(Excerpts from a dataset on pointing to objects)
* Begin *
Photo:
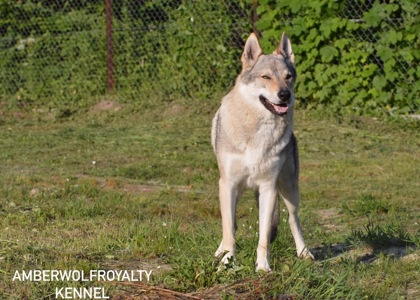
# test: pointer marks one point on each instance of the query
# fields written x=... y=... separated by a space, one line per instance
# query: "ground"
x=115 y=187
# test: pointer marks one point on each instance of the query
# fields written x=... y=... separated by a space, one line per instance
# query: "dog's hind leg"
x=289 y=190
x=276 y=217
x=228 y=194
x=268 y=201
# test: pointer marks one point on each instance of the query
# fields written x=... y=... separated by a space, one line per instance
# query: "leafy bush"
x=363 y=62
x=357 y=56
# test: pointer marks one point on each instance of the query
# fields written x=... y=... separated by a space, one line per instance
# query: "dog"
x=252 y=138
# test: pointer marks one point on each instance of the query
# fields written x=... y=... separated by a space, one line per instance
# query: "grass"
x=132 y=189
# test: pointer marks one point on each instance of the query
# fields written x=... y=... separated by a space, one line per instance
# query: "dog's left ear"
x=252 y=51
x=285 y=48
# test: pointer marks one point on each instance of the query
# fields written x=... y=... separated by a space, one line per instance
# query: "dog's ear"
x=285 y=48
x=252 y=51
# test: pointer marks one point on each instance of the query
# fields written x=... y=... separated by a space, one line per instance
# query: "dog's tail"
x=276 y=217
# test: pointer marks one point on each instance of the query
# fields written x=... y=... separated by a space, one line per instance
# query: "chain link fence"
x=63 y=52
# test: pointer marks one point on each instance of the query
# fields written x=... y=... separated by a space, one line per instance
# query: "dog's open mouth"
x=277 y=109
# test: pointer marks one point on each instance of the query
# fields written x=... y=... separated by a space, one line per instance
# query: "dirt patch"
x=246 y=289
x=105 y=105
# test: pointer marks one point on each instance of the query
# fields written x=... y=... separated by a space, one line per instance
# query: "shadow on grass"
x=370 y=243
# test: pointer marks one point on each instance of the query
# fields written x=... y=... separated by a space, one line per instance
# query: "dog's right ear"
x=252 y=51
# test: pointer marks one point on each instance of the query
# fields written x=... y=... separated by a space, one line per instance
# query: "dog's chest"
x=262 y=158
* End *
* DESCRIPTION OF THE TASK
Copy out every line of the records above word for word, omitting the pictures.

* FINISHED TASK
Photo:
# test: pointer marks one point on each instance of the query
# fields written x=... y=... separated by a space, one line per instance
# query: "ground"
x=115 y=187
# test: pointer marks one point on each instance of the query
# fields written x=... y=... separated by a space, one line per instance
# query: "dog's hind leg"
x=289 y=190
x=276 y=217
x=228 y=194
x=268 y=201
# test: pointer marks one point on each instance of the query
# fields written x=... y=... separated by a space, one line per instance
# query: "leafy bush"
x=363 y=62
x=357 y=56
# test: pointer marks one point on each instance of the query
# fields written x=... y=... separated by a space, one line per instance
# query: "dog"
x=252 y=138
# test: pointer marks one point on each instance of the query
# fields written x=... y=... separated by a space, one line per instance
# query: "grass"
x=132 y=189
# test: pointer marks one point on each instance of the query
# fields written x=... y=... separated by a space, one line per instance
# query: "dog's left ear"
x=252 y=51
x=285 y=48
# test: pointer marks one point on each instance of the query
# fields written x=... y=... separated by a space, one line per instance
# query: "dog's ear"
x=285 y=48
x=252 y=51
# test: pointer marks one point on each instance of the query
# fields written x=... y=... separated by a space, one line per instance
# query: "dog's tail"
x=276 y=217
# test: pointer marks one point on each instance of the query
# fields written x=... y=... separated by a space, one line per instance
# query: "chain link fence"
x=63 y=52
# test: pointer marks one point on each instance of the query
# fields written x=... y=... separated by a space, one line per instance
# query: "dog's open mouth"
x=277 y=109
# test: pointer marks one point on each instance of the query
# fields written x=... y=... separated by a space, one line per instance
# query: "dirt patch"
x=246 y=289
x=105 y=105
# test: pointer marks one point on each instance of the query
# fields written x=... y=... separated by a space, one line per instance
# query: "shadow on grass"
x=370 y=243
# test: pointer marks one point on each instance of the query
# fields written x=... y=... separated by a space, one line per instance
# query: "dog's right ear"
x=252 y=51
# test: pointer marks one point on each instance of the query
# fields written x=... y=... separated by a space, one line per instance
# query: "dog's chest"
x=262 y=158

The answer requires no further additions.